▶ [La tarea]
Explica, por favor, en una a tres oraciones, por qué el fragmento sobre la disidencia afirma que esta es buena sobre todo.

▶ [Fragmento]

* * * * * * *

La disidencia no solo es buena para el alma de todos
aquellos que quieran realmente ejercer el derecho de ciudadanía democrática y
el deber íntimo de la defensa de las libertades propias y del prójimo. Lo es
sobre todo porque resulta ejemplar en la valentía desplegada por individuos en
perfecta soledad e indefensión, frente a la absoluta desesperanza. Quizás el
frágil Andrei Sajarov fue su máximo exponente. Otros millones sucumbieron al frío,
las hambres, torturas o ejecuciones bajo el comunismo, el racismo o el
nacionalsocialismo sin lograr hacer llegar su grito a nuestra memoria. La
disidencia irrita al ejército mediocre de los obedientes que deben su
supervivencia a la docilidad o sumisión y que prefieren siempre hablar con los
carceleros que con los presos. Los disidentes son una agresión continua para
quienes solo se sienten protegidos en una masa que considera que su capacidad
de intimidación debe ser reconocida por todos y que se indigna cuando comprueba
que la libertad individual y las convicciones religiosas o no, pueden resistir
cualquier afrenta y asedio.

* * * * * * *

▶ [Material proporcionado]
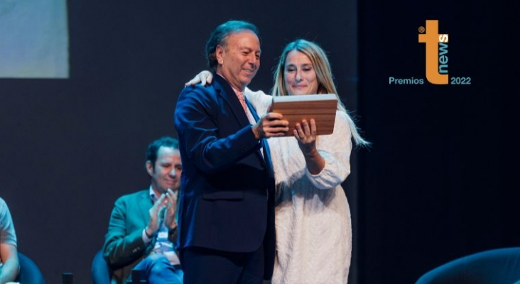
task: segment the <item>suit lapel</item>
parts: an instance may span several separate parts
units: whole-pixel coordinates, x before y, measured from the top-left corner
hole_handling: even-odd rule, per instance
[[[234,93],[229,83],[217,73],[213,73],[213,78],[215,80],[215,89],[217,91],[217,94],[229,106],[229,109],[231,109],[233,116],[237,121],[239,121],[242,127],[251,124],[249,119],[247,118],[247,114],[244,111],[242,105],[240,104],[240,101],[237,97],[237,94]]]
[[[144,226],[148,224],[148,219],[150,218],[148,211],[152,205],[153,203],[151,198],[150,198],[149,192],[148,190],[143,191],[143,194],[139,197],[137,206],[139,207],[139,214]]]

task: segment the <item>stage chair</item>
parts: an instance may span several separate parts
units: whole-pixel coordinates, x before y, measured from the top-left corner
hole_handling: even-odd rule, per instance
[[[416,284],[520,284],[520,247],[492,249],[451,261]]]

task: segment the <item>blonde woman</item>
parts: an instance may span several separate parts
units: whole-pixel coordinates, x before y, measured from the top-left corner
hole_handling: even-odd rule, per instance
[[[206,78],[207,77],[207,78]],[[210,82],[202,72],[188,84]],[[272,97],[244,92],[259,116]],[[273,96],[336,94],[323,50],[303,39],[285,48],[274,74]],[[341,186],[350,173],[352,140],[369,146],[338,97],[334,131],[317,136],[314,121],[293,136],[268,140],[276,183],[276,258],[273,284],[345,284],[352,251],[350,210]]]

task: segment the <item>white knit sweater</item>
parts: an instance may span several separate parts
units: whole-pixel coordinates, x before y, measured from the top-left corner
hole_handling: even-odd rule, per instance
[[[259,115],[272,97],[247,89]],[[341,183],[350,173],[348,119],[337,111],[334,133],[318,136],[325,168],[311,175],[294,137],[268,140],[276,182],[276,259],[273,284],[347,283],[350,211]]]

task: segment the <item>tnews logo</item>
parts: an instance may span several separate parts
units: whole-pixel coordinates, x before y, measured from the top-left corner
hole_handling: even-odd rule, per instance
[[[471,84],[469,77],[450,77],[448,74],[448,39],[439,34],[438,20],[426,20],[426,27],[418,28],[418,43],[424,43],[426,53],[426,80],[434,84]],[[389,84],[424,84],[423,78],[389,78]]]

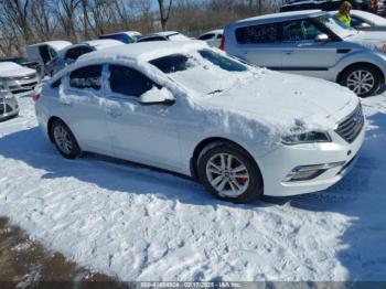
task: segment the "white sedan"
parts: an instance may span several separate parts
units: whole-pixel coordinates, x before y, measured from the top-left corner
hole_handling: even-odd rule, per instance
[[[347,88],[251,67],[199,41],[85,54],[33,99],[63,157],[90,151],[179,172],[233,202],[324,190],[364,139]]]

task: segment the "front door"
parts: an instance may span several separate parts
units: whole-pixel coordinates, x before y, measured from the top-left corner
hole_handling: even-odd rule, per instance
[[[103,65],[89,65],[64,77],[60,103],[65,122],[83,150],[110,154],[111,146],[104,111]]]
[[[105,111],[116,156],[170,170],[180,168],[178,104],[141,105],[142,94],[161,87],[133,68],[110,64],[107,75]]]

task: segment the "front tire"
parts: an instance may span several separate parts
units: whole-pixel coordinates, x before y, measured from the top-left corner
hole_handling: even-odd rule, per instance
[[[367,97],[379,89],[382,81],[380,73],[374,66],[354,65],[343,73],[341,84],[357,96]]]
[[[58,152],[66,159],[75,159],[82,154],[82,150],[71,131],[61,120],[54,120],[50,129],[50,136]]]
[[[197,172],[205,189],[216,197],[250,203],[262,195],[261,173],[255,160],[232,143],[214,143],[199,157]]]

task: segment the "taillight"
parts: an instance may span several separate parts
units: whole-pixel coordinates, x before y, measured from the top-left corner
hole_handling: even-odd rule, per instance
[[[34,103],[36,103],[36,101],[39,100],[39,98],[40,98],[40,94],[36,93],[36,92],[34,92],[34,93],[32,94],[32,100],[33,100]]]
[[[219,43],[219,49],[225,51],[225,35],[222,36],[222,42]]]

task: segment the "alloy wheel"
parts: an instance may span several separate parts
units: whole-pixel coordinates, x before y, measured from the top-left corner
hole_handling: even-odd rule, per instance
[[[371,92],[375,85],[374,75],[367,71],[354,71],[347,76],[347,87],[357,95]]]
[[[222,196],[237,197],[249,185],[247,167],[230,153],[216,153],[206,163],[206,176]]]

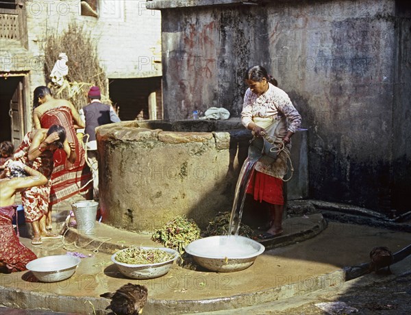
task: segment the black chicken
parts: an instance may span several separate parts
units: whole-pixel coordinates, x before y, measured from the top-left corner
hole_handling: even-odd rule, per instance
[[[379,269],[388,267],[388,273],[392,273],[390,270],[390,265],[393,264],[394,257],[393,253],[390,251],[388,247],[374,247],[370,252],[370,258],[371,259],[370,272],[375,271],[375,273],[379,273]]]
[[[100,297],[111,299],[110,309],[116,315],[137,315],[141,314],[142,307],[147,301],[147,288],[139,284],[127,284],[115,292],[108,292]]]

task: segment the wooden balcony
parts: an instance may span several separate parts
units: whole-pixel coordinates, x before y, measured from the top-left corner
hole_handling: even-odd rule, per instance
[[[0,0],[1,1],[1,0]],[[27,47],[26,16],[23,8],[16,5],[15,9],[0,8],[0,40],[19,41]]]

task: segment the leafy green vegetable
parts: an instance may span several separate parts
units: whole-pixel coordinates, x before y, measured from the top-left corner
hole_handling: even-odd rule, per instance
[[[199,227],[193,220],[185,216],[177,216],[166,223],[151,236],[151,240],[163,244],[166,247],[175,249],[180,254],[184,253],[186,245],[199,238]]]
[[[171,260],[173,254],[158,249],[142,249],[132,246],[123,251],[117,252],[116,260],[123,264],[157,264]]]

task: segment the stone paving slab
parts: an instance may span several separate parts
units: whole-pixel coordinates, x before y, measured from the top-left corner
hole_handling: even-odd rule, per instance
[[[55,312],[104,314],[109,301],[99,294],[132,282],[145,284],[149,289],[144,314],[198,313],[253,307],[340,285],[345,281],[342,268],[367,262],[373,247],[388,246],[397,251],[411,242],[409,234],[334,223],[325,229],[323,221],[319,214],[286,220],[282,238],[290,242],[290,235],[295,235],[296,243],[273,246],[273,249],[266,250],[245,270],[219,273],[174,264],[167,275],[144,281],[125,278],[111,262],[110,256],[116,249],[132,244],[155,244],[149,235],[101,224],[95,229],[95,237],[86,237],[71,229],[64,242],[49,240],[34,247],[29,239],[22,238],[39,257],[67,251],[93,257],[82,259],[75,275],[60,282],[37,282],[28,271],[0,275],[2,303]],[[319,233],[317,226],[325,229]],[[74,242],[82,248],[73,247]],[[89,250],[84,247],[86,245]],[[90,251],[97,247],[98,252]]]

* * * * * * *

▶ [Solución]
Según el fragmento, la disidencia es buena sobre todo porque resulta ejemplar por la valentía que despliegan individuos en perfecta soledad e indefensión, frente a la absoluta desesperanza. Como quizá su máximo exponente, el texto menciona al frágil Andrei Sajarov.